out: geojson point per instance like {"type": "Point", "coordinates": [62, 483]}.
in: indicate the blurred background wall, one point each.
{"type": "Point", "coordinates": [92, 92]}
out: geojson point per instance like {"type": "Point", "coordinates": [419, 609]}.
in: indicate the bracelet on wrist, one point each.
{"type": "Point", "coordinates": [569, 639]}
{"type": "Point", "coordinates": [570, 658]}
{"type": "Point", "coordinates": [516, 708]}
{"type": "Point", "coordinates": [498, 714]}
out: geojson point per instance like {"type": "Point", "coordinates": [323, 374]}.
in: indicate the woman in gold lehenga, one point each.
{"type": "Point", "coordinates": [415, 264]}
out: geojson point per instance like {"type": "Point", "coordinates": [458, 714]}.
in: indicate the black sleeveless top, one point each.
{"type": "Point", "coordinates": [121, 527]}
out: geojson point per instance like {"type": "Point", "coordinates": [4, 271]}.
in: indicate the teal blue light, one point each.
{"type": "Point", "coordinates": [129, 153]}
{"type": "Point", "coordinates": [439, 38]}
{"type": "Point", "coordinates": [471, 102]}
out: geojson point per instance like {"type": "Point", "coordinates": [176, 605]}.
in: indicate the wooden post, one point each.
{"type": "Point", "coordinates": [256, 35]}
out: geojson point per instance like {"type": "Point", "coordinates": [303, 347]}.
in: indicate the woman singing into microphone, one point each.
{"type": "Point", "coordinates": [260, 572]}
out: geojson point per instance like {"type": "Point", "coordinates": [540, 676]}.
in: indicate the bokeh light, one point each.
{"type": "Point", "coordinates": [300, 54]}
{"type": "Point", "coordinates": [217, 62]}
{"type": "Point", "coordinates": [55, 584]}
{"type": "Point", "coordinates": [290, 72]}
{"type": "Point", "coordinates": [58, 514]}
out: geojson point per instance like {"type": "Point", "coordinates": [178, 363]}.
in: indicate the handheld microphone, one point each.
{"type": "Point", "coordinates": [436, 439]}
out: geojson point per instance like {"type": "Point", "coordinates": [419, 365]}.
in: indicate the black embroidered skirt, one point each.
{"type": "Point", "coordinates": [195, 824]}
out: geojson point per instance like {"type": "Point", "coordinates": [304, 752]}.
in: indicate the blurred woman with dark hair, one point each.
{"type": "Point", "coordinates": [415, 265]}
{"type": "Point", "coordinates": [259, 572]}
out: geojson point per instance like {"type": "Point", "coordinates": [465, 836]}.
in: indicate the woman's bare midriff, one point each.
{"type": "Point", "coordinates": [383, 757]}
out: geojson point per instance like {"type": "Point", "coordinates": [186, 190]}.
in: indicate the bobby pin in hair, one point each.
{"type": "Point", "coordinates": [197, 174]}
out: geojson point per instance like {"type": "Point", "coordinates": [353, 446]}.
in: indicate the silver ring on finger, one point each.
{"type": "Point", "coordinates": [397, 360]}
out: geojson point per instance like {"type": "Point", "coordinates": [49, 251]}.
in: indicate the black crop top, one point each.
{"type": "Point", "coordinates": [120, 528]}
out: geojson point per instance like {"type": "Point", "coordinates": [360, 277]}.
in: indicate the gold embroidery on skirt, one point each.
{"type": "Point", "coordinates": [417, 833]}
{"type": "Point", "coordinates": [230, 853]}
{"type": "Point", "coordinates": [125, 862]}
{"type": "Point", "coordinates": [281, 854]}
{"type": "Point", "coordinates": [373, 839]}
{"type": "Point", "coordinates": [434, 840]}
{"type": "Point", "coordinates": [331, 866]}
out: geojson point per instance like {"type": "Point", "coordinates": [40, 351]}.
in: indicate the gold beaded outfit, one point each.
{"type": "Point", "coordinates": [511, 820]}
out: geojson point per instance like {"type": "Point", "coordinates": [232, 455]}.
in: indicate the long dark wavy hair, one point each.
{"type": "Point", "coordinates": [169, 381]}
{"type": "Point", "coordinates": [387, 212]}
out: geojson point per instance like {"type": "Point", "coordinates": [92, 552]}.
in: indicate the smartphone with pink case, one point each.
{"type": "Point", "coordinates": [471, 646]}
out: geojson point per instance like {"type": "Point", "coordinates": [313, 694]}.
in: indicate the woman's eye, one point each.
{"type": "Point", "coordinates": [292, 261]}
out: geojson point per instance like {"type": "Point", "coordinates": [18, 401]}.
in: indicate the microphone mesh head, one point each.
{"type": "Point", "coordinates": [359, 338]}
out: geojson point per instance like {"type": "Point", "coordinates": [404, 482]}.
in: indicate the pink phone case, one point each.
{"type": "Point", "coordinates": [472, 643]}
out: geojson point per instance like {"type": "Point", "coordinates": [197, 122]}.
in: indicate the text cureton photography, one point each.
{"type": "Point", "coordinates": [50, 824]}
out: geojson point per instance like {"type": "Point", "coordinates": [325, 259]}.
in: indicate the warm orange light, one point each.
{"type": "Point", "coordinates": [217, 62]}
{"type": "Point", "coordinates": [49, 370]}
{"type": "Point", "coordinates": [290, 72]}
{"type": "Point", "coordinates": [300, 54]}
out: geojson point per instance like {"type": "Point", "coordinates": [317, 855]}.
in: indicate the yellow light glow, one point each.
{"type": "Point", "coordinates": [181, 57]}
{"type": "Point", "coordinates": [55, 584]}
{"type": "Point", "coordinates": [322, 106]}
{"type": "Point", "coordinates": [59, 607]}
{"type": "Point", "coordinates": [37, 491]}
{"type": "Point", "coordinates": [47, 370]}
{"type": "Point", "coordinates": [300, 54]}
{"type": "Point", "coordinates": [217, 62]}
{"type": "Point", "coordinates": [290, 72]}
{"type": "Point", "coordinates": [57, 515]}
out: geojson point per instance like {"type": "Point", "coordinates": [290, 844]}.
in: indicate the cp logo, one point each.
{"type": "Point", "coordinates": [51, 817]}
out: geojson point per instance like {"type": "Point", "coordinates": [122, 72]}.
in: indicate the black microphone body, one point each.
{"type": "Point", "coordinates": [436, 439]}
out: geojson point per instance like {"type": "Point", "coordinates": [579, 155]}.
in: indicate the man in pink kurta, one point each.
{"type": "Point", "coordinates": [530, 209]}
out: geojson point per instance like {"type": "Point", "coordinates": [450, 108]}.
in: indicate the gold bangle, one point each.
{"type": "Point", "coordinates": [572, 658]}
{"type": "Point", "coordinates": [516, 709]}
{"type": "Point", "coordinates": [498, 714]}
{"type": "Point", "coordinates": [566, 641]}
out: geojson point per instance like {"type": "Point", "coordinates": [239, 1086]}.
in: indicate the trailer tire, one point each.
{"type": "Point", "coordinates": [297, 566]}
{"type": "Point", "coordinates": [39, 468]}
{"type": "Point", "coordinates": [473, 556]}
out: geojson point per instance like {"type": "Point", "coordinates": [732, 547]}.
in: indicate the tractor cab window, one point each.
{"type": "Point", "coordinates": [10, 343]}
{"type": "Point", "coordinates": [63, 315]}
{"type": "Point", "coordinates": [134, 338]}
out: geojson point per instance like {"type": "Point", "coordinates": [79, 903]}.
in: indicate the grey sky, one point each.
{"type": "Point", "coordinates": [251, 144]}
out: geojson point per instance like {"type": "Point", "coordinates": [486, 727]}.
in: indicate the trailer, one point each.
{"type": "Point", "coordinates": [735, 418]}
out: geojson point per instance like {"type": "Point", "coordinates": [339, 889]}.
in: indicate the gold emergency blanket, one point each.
┄┄┄┄┄┄
The request>
Return every line of the records above that contains the word "microphone", matching case exactly.

Exercise result>
in: indicate the woman singing into microphone, one point each.
in: indicate the handheld microphone, one point each.
in: indicate the microphone mesh head, one point each.
in: indicate the black microphone body, one point each.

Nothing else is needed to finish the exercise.